*THE EXERCISE*: Extract each line from the listing below that contains the word "granite", copying every such line in full.
◆ ◆ ◆ ◆ ◆
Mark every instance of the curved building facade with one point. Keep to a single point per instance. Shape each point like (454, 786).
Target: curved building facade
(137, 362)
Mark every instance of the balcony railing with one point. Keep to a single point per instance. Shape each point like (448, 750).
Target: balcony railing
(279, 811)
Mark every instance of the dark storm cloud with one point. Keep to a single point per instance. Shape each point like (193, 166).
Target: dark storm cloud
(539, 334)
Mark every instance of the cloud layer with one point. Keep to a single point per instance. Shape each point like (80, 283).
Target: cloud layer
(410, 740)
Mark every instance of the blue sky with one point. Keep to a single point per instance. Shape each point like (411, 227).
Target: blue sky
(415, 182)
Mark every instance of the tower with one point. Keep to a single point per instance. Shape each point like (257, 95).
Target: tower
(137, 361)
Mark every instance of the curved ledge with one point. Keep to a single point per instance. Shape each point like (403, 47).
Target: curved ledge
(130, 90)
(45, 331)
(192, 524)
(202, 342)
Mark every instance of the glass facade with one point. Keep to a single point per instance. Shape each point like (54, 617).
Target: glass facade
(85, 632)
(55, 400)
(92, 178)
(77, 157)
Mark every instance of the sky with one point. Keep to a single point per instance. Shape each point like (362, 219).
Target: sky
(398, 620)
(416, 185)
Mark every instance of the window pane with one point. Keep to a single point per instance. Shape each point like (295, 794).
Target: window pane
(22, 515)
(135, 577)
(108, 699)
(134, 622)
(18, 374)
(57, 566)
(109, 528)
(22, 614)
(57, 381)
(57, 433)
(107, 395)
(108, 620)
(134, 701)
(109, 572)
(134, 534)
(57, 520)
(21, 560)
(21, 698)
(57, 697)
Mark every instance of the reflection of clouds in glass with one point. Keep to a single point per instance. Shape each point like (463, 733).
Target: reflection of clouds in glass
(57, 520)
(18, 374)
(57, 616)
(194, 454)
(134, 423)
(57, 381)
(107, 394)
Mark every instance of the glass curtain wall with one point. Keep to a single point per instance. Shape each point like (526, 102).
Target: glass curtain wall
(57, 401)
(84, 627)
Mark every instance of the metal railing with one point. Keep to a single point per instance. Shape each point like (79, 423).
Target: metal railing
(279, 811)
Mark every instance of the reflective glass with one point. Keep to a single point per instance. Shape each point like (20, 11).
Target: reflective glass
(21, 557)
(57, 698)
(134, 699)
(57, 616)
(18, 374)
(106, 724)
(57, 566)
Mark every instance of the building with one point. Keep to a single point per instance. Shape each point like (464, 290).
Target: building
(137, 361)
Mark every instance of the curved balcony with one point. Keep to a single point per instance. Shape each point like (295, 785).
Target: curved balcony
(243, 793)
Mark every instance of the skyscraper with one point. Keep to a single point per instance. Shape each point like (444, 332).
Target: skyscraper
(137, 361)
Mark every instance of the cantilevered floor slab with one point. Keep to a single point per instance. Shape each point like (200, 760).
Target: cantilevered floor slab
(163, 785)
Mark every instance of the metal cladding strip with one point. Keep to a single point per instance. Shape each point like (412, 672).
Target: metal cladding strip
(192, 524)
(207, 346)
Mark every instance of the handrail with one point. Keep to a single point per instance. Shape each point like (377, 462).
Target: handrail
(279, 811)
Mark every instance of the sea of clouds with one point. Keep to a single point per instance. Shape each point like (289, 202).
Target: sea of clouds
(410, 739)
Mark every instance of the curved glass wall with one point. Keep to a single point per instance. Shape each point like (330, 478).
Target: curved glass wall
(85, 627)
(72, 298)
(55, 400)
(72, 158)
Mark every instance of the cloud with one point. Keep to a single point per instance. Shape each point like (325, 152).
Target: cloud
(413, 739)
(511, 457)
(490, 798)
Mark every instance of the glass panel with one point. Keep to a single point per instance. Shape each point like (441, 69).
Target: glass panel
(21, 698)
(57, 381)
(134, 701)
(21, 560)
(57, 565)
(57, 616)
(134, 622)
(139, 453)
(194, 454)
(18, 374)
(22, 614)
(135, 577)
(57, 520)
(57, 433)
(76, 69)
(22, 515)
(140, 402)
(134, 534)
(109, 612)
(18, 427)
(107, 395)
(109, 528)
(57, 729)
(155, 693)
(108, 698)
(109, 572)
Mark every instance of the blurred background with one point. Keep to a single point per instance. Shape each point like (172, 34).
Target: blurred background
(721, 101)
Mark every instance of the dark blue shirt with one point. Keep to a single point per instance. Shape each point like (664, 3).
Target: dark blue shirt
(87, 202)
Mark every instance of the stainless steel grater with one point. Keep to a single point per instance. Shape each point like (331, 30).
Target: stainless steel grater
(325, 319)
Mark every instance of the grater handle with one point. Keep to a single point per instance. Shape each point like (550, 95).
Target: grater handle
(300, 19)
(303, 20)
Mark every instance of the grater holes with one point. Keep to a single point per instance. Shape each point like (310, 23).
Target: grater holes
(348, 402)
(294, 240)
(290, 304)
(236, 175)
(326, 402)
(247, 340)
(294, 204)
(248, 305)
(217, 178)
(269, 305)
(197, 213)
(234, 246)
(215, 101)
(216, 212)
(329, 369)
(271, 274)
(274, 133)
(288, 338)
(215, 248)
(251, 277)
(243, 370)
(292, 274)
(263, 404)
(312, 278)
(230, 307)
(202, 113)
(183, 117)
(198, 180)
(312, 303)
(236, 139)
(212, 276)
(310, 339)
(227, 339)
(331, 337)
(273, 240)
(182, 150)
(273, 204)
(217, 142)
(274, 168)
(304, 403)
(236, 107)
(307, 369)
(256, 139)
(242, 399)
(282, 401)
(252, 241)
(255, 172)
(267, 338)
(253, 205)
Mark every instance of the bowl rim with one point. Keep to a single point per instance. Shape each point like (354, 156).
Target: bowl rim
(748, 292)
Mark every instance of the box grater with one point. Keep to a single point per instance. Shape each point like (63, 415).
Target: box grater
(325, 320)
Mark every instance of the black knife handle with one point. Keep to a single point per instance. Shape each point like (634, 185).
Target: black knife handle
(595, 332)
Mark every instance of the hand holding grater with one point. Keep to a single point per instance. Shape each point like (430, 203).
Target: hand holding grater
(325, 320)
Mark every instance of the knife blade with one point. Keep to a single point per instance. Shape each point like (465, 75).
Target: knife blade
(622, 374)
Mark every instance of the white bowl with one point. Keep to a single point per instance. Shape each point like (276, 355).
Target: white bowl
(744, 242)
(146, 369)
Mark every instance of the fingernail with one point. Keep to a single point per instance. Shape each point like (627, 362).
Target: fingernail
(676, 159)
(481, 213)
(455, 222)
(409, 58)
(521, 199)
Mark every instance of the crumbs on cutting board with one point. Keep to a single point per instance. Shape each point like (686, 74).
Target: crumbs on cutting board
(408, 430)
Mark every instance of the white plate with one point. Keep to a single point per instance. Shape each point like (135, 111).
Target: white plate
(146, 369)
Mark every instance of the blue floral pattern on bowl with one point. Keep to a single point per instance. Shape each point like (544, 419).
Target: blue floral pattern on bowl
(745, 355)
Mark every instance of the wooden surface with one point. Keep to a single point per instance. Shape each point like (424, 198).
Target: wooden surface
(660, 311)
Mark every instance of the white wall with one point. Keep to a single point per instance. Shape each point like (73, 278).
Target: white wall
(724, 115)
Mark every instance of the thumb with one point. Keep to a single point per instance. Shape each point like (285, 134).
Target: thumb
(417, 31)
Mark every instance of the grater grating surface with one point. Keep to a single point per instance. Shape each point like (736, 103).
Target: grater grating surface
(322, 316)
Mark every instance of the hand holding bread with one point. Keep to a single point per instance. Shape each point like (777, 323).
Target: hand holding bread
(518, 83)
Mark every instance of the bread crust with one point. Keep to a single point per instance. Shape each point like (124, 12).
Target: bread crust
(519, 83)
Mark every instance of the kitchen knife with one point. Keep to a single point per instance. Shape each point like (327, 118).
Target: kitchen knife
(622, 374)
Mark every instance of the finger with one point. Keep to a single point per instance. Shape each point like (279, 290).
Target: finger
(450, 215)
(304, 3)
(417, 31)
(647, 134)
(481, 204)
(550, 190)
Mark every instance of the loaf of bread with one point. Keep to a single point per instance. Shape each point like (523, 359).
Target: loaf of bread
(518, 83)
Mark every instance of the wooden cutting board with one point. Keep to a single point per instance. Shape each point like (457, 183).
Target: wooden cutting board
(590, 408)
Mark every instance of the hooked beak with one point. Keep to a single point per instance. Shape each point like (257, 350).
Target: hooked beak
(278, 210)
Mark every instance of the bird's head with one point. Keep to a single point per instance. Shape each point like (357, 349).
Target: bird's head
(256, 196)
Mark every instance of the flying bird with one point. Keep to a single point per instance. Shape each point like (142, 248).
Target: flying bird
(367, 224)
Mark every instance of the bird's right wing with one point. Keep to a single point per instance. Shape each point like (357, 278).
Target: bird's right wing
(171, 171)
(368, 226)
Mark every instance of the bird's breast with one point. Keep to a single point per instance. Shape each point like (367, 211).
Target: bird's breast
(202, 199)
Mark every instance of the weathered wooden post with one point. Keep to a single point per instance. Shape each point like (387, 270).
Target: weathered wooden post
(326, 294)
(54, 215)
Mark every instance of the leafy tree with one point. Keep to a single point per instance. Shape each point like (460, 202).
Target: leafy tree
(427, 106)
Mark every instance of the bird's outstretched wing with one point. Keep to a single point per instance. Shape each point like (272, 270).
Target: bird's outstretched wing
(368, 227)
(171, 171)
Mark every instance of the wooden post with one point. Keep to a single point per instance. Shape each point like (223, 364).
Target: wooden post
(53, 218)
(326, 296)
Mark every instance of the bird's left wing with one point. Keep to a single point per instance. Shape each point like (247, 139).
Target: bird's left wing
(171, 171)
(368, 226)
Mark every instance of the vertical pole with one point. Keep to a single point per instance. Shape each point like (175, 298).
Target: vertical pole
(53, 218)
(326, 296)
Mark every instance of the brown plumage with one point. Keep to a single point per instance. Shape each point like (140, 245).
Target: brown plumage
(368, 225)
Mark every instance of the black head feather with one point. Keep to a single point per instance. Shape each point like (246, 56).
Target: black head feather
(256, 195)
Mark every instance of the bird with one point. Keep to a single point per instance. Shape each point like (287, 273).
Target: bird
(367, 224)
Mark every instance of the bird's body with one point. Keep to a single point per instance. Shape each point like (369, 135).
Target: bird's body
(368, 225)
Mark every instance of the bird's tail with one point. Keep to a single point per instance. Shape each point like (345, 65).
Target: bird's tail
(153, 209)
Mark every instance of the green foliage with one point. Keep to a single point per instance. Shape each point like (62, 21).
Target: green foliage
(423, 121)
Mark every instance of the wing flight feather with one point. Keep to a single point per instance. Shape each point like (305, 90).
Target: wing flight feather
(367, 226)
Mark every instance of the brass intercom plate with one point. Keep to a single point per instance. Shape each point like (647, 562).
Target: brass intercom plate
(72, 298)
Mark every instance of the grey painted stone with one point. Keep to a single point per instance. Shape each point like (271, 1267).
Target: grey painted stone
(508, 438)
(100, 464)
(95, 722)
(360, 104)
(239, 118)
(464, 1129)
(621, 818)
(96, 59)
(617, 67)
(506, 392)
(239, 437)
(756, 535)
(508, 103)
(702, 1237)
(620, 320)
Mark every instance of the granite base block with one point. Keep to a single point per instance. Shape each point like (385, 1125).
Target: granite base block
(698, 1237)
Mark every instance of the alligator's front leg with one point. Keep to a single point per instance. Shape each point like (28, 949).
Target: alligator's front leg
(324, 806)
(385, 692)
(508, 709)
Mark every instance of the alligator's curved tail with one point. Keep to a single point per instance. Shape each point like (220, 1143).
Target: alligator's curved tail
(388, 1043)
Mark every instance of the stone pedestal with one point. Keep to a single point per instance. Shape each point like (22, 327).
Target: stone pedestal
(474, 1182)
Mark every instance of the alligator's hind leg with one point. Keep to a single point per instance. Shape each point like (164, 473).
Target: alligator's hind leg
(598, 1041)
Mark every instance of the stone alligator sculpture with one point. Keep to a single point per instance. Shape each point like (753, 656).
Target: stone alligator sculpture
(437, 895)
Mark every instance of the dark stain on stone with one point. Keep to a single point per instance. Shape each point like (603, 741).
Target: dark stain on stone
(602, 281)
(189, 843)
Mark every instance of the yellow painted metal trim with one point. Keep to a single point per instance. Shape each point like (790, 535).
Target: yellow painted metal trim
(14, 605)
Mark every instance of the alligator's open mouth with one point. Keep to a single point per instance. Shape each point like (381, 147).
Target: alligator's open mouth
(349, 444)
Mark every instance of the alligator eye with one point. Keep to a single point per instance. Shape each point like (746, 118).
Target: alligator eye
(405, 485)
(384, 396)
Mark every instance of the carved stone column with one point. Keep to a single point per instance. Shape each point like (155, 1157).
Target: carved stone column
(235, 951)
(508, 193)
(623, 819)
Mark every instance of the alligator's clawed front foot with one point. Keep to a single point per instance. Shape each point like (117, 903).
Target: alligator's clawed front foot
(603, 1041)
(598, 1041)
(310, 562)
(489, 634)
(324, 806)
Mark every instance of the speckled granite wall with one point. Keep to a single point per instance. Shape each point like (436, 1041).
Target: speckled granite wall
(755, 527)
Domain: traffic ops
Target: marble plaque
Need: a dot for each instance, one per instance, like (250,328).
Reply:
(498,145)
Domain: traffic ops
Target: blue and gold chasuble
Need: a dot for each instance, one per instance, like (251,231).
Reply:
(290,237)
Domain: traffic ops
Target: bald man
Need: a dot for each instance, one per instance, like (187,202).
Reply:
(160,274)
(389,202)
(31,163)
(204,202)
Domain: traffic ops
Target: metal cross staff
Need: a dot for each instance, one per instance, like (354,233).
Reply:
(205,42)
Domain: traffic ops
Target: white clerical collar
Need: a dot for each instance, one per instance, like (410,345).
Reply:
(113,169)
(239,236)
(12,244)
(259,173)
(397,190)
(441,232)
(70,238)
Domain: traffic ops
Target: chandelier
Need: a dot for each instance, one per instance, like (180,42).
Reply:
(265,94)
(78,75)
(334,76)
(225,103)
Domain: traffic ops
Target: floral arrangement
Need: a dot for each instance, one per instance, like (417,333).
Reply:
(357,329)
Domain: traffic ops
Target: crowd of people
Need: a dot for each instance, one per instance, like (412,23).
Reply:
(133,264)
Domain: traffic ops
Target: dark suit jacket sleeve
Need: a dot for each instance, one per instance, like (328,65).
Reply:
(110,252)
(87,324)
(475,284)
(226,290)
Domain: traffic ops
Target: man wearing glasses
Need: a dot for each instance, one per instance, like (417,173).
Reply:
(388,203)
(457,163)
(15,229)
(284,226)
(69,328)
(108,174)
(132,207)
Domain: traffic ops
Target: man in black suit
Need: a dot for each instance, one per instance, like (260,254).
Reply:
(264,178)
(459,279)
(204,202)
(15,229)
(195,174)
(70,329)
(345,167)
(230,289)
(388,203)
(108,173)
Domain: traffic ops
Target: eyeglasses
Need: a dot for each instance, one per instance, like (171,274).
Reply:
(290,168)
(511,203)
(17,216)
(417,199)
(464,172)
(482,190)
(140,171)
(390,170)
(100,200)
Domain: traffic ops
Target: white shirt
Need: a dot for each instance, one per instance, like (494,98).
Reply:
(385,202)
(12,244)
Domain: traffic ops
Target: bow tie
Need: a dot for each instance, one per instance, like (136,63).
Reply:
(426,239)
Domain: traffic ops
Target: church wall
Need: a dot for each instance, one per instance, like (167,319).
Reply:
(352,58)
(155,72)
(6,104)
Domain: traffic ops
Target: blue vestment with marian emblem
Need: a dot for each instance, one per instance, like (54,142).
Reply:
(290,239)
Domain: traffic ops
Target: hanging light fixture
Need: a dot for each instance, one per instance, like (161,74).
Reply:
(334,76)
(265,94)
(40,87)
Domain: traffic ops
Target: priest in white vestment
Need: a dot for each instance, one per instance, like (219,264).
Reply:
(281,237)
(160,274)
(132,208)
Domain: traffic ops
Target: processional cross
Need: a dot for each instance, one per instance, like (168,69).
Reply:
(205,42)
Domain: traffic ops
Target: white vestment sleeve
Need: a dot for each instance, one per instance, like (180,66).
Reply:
◆ ◆ ◆ ◆ ◆
*FULL RESPONSE*:
Mark every instance of the granite base block with one point. Keep to a single point per instance. Shape each point like (385, 1125).
Target: granite base block
Mark every instance of the speckled granite wall with one point. Keep to a single point per instance. Shape each point like (436, 1041).
Target: speckled granite wall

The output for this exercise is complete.